- _OBJECTIVE_
Give the lines below as a Markdown table with two columns, Row and Line, numbering each row and leaving out any blank lines.

(Object pointing dataset rows)

* start *

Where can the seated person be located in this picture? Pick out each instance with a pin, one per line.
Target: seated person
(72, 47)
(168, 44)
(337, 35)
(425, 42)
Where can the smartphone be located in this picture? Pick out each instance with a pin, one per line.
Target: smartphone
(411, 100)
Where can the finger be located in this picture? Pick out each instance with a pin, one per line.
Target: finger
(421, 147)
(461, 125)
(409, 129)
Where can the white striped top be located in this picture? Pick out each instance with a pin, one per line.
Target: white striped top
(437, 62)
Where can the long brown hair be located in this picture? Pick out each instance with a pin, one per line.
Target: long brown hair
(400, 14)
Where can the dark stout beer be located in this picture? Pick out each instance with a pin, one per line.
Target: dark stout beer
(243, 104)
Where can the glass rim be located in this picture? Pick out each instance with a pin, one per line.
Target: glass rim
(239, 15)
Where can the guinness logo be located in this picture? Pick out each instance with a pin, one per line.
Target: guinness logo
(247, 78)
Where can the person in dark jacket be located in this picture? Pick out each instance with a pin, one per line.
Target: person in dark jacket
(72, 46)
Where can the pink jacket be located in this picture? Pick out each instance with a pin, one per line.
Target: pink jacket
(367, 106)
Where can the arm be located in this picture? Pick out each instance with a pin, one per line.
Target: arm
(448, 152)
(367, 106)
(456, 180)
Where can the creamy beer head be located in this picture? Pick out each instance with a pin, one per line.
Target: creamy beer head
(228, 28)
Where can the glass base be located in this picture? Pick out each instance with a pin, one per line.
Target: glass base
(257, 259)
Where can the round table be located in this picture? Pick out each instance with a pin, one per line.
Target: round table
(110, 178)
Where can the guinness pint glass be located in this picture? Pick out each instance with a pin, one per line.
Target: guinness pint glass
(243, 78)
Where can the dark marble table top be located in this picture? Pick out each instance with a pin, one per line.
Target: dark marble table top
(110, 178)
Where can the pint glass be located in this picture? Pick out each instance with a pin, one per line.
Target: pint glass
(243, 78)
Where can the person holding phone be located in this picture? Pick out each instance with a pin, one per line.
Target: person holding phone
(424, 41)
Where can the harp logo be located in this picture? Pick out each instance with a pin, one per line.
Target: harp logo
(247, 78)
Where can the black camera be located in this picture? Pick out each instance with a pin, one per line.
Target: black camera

* end *

- _SOLUTION_
| Row | Line |
|---|---|
| 1 | Where can the seated person be located in this picture? Pick out each instance with a pin, one per line. |
| 2 | Target: seated person |
| 3 | (72, 47) |
| 4 | (168, 44) |
| 5 | (337, 35) |
| 6 | (425, 42) |
| 7 | Where can the smartphone be located in this picture? Pick out each instance with a pin, one per line. |
| 8 | Target: smartphone |
| 9 | (411, 100) |
| 10 | Where can the finger be located in this picture? Pick out each instance with a pin, one per line. |
| 11 | Target: finger |
| 12 | (421, 147) |
| 13 | (461, 125) |
| 14 | (409, 129) |
| 15 | Where can the white striped top be located in this picture? Pick out each instance with a pin, one per line. |
| 16 | Target: white striped top |
| 17 | (437, 62) |
| 18 | Where can the long brown hair be located in this picture? Pick out each instance with a pin, one per line. |
| 19 | Target: long brown hair |
| 20 | (400, 14) |
| 21 | Where can the dark stout beer be located in this picture? Pick out each instance with a pin, one per line. |
| 22 | Target: dark stout beer |
| 23 | (243, 104) |
| 24 | Where can the glass rim be located in this picture? Pick out each instance with a pin, one per line. |
| 25 | Target: glass rim |
| 26 | (239, 15) |
| 27 | Where can the guinness logo be located in this picture? Pick out each instance with a pin, one per line. |
| 28 | Target: guinness logo |
| 29 | (247, 78) |
| 30 | Where can the person in dark jacket be located in this picture? Pick out each instance with a pin, one per line. |
| 31 | Target: person in dark jacket |
| 32 | (72, 46) |
| 33 | Where can the pink jacket be located in this picture? Pick out each instance with a pin, one per line. |
| 34 | Target: pink jacket |
| 35 | (367, 106) |
| 36 | Where can the arm be located in this picture? Pick out each instance with a pin, one per line. |
| 37 | Target: arm |
| 38 | (448, 152) |
| 39 | (367, 106) |
| 40 | (456, 180) |
| 41 | Where can the creamy beer head be located in this picture? Pick out each instance with a pin, one per line. |
| 42 | Target: creamy beer head |
| 43 | (228, 28) |
| 44 | Where can the glass base be located in this picture? Pick out each instance with a pin, one per line. |
| 45 | Target: glass base |
| 46 | (257, 259) |
| 47 | Where can the round table be located in this picture? Pick out each instance with a pin, one per line. |
| 48 | Target: round table |
| 49 | (110, 178) |
| 50 | Where can the guinness pint glass be located in this picture? Pick out each instance with a pin, one per line. |
| 51 | Target: guinness pint glass |
| 52 | (243, 78) |
| 53 | Where can the dark marble table top be located in this picture? Pick out each instance with a pin, one per line. |
| 54 | Target: dark marble table top |
| 55 | (110, 178) |
| 56 | Where can the pint glass be located in this picture? Pick out each instance with a pin, one per line. |
| 57 | Target: pint glass |
| 58 | (243, 78) |
| 59 | Where can the person holding phone be located in this picture? Pick out each instance with a pin, one per line. |
| 60 | Target: person holding phone |
| 61 | (424, 41) |
| 62 | Where can the harp logo be located in this picture? Pick out each instance with a pin, one per line. |
| 63 | Target: harp logo |
| 64 | (247, 78) |
| 65 | Where can the black camera be located in this picture? Pick out each instance with a pin, one per line. |
| 66 | Target: black camera |